===== Selected excerpt

When bringing multilignual capabilities to CiviCRM, one thing is to figure out (and actually implement afterwards…) the whole mechanism for storing and managing mulitlingual data, but quite another is to choose which database fields/columns should benefit from (or be cursed with) the ability of exisitng in parallel, language-dependant versions.

 

The mechanism of managing mutlilingual data in CiviCRM is based on the idea of replacing certian single-language database columns with their multiple copies (one per language). For example, a Russian+English site might want to store the contact names in both Cyrillic and English transliterations; to make this possible, when a site turns multilingual the civicrm_contact table’s last_name column is replaced by last_name_en_US and last_name_ru_RU columns.

To make this approach usable from the coding perspective, along with the replacement of columns new views are created (one for every table+language combination). These views expose the langauge-specific columns under their ‘original’ names; for example, in the above case two views would be created: civicrm_contact_en_US (which exposes last_name_en_US as last_name) and civicrm_contact_ru_RU (which exposes last_name_ru_RU as last_name). This solution means that all existing database queries can be rewritten on-the-fly by simply suffixing the table names with the current locale, and so the code issuing the queries doesn’t even have to be aware that it’s working with a multilingual database.

==========
===== Extracted entries

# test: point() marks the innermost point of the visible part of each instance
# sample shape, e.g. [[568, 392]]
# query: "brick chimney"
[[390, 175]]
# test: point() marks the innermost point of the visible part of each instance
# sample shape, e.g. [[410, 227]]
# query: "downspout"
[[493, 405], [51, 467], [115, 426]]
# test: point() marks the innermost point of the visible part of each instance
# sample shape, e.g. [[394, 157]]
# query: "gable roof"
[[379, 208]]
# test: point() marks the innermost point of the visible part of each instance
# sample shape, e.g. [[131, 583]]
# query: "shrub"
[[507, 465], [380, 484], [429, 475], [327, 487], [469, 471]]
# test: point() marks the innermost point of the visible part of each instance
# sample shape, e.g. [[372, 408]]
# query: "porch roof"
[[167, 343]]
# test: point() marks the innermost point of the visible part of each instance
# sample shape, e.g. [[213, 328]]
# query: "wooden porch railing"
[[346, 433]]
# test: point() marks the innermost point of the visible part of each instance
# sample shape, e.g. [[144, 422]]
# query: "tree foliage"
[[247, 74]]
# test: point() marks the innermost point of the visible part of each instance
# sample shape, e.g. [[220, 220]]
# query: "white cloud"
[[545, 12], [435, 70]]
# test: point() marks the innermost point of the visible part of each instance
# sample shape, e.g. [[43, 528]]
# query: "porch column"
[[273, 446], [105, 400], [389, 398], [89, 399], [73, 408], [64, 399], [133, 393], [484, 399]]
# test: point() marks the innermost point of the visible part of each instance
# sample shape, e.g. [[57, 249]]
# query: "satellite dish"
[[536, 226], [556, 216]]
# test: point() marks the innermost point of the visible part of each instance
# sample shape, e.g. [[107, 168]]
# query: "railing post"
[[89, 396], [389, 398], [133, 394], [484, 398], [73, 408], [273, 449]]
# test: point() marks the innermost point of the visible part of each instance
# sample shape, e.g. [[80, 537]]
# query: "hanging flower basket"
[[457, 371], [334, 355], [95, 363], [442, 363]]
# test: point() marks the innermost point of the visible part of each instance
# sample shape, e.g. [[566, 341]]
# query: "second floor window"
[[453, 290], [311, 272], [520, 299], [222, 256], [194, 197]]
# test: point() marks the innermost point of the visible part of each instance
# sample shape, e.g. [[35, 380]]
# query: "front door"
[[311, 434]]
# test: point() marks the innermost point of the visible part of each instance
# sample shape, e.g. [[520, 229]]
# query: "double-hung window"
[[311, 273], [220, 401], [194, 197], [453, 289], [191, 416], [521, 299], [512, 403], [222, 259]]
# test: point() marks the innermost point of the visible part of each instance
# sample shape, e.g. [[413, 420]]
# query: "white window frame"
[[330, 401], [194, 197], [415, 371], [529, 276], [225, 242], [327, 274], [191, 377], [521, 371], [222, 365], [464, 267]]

==========

◆ Requirement A:
In the passage on multilingual CiviCRM, which columns replace the civicrm_contact table's last_name column on a Russian+English site?
◆ Requirement B:
Duplicate the passage on multilingual CiviCRM, starting with "When bringing multilignual" and going on through "parallel, language-dependant versions.".
Answer from the passage on multilingual CiviCRM alone.

◆ Task response A:
last_name_en_US and last_name_ru_RU

◆ Task response B:
When bringing multilignual capabilities to CiviCRM, one thing is to figure out (and actually implement afterwards…) the whole mechanism for storing and managing mulitlingual data, but quite another is to choose which database fields/columns should benefit from (or be cursed with) the ability of exisitng in parallel, language-dependant versions.